> **Document extract**:
------------------------------------------------------------

But you said it faster!
I agree, it would be very hard to establish that this was different than any other contract violation, or that the change was made to get rid of her. I suspect that writers and directors write things that are offensive to people who are religious or of good morals all the time.
An analogy - an orthodox Jew plays an orthodox Jewish character; the script calls for a bacon eating scene. Should she refuse to play the scene (not actually eat the bacon, just play the scene and appear to eat it)? Should she have the right to retain her job despite refusing to do the scene? How about a Jehovah's witness playing a patient who receives a blood transfusion?
Actors and actresses get let go frequently because their characters are not popular enough, storyline changes, etc. I doubt her contract gives her script control. And if she doesn't have script control, it's no surprise she'd be fired for refusing to follow the script.
They aren’t in control. They are only in control because we allow ourselves to be silenced. It isn’t difficult, speak out on global warming and the tide turns. When we speak out and stand against deviancy they lose nearly every time the people have a vote. We need to reshape the landscape. There are more of us than them. We need to stop accepting it because social liberalism is the cause not the result of fiscal liberalism. Once you begin accepting all kinds of fuzzy ideas about make believe self centered perversions you will accept anything.
I agree. The best tack is to use the system liberals help build against them.
“An analogy - an orthodox Jew plays an orthodox Jewish character; the script calls for a bacon eating scene. Should she refuse to play the scene (not actually eat the bacon, just play the scene and appear to eat it)? Should she have the right to retain her job despite refusing to do the scene? How about a Jehovah’s witness playing a patient who receives a blood transfusion?”
I’ve never had the slightest desire to be on stage, but I have thought about these things. Would it be morally appropriate to promote ideas I do not support? That’s what it comes down to, really. Whether the storyline overtly endorses a subject or not, if it’s portrayed sympathetically that’s tacit endorsement - and on a wide scale. In fact, there’s the element of perception regardless of how the director intends the message to be received. Acting is a tricky business, I think. And subjective. I believe you’re right that ostensibly there’s no difference between being fired for professing faith and being fired for “creative differences.” I do believe the industry has a bias against people of faith, but, on the other hand, that bias exists in the “real world” as well.
God bless this woman, but I fear her union is about to throw her under the bus.
“...Once you begin accepting all kinds of fuzzy ideas about make believe self centered perversions you will accept anything.”
This woman is finished in the business. Watch.
Probably. But when her character was created, her "television family" were supposed to be hard-working, religious Latins who didn't go in for a lot of the nonsense and depravity going on around them, a throwback to the earlier days of the soaps. That was a long time ago, though, and the soaps were a lot tamer then. I don't know when she came on board.
Incorrect. Lorne Greene owned Ben Cartwright far more than Melvin Klutnick, the accountant in Boston who decided what NBC should spend on "Bonanza." And the network didn't pay Jennifer Aniston a mill an episode because they could get another Rachel at any bus stop.
However, I speak in the aesthetic, not the legal, sense.
And your analogy to assembly-line automobiles illustrates a basic conflict between labor and capital that has existed at least since the Industrial Revolution. The owners of the factory can fire the worker who refuses to paint the car, but unless they can find someone who IS willing to paint it the "hideous" color of green, either they will have to paint it themselves (and presumably poorly) or they will have to acquiesce to the workers' refusal.
In effect, the worker DOES "own" some part of the fruit of his labor.

------------------------------------------------------------

> **Material supplied**:
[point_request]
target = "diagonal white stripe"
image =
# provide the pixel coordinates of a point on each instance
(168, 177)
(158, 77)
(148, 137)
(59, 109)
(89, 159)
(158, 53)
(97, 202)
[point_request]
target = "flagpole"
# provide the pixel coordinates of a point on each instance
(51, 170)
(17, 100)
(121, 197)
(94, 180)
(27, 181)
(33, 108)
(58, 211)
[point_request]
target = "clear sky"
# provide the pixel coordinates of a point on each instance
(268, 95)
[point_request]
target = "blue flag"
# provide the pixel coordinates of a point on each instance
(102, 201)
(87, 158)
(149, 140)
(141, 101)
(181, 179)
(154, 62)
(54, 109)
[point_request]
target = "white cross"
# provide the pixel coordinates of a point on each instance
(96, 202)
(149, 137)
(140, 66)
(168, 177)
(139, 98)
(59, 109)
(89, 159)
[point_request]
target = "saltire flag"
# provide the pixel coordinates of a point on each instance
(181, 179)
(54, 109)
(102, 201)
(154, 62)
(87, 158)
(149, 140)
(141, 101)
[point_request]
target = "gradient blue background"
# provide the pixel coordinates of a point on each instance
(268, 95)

------------------------------------------------------------

> **Required work**:
Answer these about the forum thread:
1. What scene does the script call for in the analogy about an orthodox Jewish actress?
2. Which actress does the thread say the network paid a million an episode?
3. What color is the car the factory worker refuses to paint?

> **Result of this task**:
1. A bacon-eating scene.
2. Jennifer Aniston.
3. Green.